---------- Text section

News Release

Study: Heat death risk intervention tailoring should not stop at city level

Research shows impacts of heat-related death risk factors can vary at city, city-region and neighbourhood levels.

Peer-Reviewed Publication

Xi'an Jiaotong-Liverpool University

Map of Heat-related mortality risk

image: The calculated heat-related mortality risk is visualized as shown. The highest risk units are found to be clustered within the Kowloon Peninsula (i.e., Sham Shui Po, Kowloon City, Wong Tai Sin), whereas the low-risk clusters are within the New Territories (i.e., Yuen Long, Tai Po, etc.) view more 

Credit: None

Extreme heat is a leading cause of weather-related human mortality throughout much of the world, posing a significant burden when developing healthy and sustainable cities. But little research has been conducted on how impacts of risk factors for heat-related death can vary at city, city-region and neighbourhood levels.

An innovative study, recently published in the Elsevier journal Sustainable Cities and Society by researchers at Xi’an Jiaotong-Liverpool University, Harvard University and City University of Hong Kong, seeks to fill the research gap. The study analyses the impact of factors contributing to heat-related death at different spatial scales. (Spatial scale categorises the size of a space in which something occurs.) Factors the research considers include age, education, socioeconomic status, workplace, birthplace and environmental variables.

The study provides a framework for professionals such as geographers, urban planners, policymakers, environmental scientists and epidemiologists to better understand the spatial-scale dependent risk factors of heat-related mortality. In turn, greater understanding can inform strategies for heat-related death mitigation and further related research, says lead author Dr Jinglu Song of XJTLU.

Beyond top-down interventions

In urban planning, heat mitigation and climate change strategies too often use a top-down approach that does not effectively address specific conditions at the levels of the city, city-region and  neighbourhood levels, Dr Song says. The one-size-fits-all approach is less effective than a localised, spatial scale approach.

--------------------
---------- Provided information

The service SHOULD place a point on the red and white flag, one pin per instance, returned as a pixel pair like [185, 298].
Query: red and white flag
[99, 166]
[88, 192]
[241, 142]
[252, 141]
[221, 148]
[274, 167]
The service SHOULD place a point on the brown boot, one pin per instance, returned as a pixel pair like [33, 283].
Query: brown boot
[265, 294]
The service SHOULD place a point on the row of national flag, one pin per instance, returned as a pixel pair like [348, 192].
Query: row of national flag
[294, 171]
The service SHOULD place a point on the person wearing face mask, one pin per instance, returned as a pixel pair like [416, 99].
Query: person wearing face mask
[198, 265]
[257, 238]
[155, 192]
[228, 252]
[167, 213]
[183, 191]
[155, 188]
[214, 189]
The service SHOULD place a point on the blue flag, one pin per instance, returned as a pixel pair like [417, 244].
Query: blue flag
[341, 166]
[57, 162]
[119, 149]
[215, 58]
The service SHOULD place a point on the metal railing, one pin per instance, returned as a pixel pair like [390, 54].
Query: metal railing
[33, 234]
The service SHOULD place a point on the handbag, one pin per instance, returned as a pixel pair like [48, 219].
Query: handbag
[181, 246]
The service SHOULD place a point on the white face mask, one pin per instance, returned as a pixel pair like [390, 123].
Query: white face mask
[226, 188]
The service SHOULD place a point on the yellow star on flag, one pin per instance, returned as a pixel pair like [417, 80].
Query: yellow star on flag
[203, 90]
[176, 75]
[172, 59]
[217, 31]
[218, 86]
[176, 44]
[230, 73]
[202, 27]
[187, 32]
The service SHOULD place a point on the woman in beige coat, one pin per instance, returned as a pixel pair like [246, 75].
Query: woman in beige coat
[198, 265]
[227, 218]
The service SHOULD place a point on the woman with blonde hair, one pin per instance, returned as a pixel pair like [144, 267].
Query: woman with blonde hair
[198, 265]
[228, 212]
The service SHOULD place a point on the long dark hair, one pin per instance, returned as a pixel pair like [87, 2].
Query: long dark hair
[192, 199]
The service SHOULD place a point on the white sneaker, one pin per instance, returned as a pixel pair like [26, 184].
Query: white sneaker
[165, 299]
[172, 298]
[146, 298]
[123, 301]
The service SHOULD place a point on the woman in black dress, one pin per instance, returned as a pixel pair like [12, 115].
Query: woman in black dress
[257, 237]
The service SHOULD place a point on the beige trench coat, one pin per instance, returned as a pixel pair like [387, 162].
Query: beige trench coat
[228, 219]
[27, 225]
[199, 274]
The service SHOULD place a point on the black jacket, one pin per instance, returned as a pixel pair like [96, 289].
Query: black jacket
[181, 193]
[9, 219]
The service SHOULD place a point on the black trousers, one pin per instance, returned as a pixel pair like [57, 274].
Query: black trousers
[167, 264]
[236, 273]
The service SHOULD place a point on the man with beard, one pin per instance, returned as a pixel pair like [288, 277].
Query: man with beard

--------------------

Task to complete = According to the news release on heat-related death risk, in which journal was the study published? The items are not used here.

Output of the task = The study was published in Sustainable Cities and Society, an Elsevier journal.